Begin Dataset

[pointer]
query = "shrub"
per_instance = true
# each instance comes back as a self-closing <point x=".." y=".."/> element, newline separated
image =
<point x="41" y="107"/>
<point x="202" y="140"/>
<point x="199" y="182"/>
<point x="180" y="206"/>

End Dataset

Written instruction: Transcribe every line of the records above without changing anything.

The completed task:
[pointer]
query = "shrub"
per_instance = true
# each instance comes back as a self-closing <point x=".." y=".."/> element, newline separated
image =
<point x="41" y="107"/>
<point x="202" y="140"/>
<point x="199" y="182"/>
<point x="180" y="206"/>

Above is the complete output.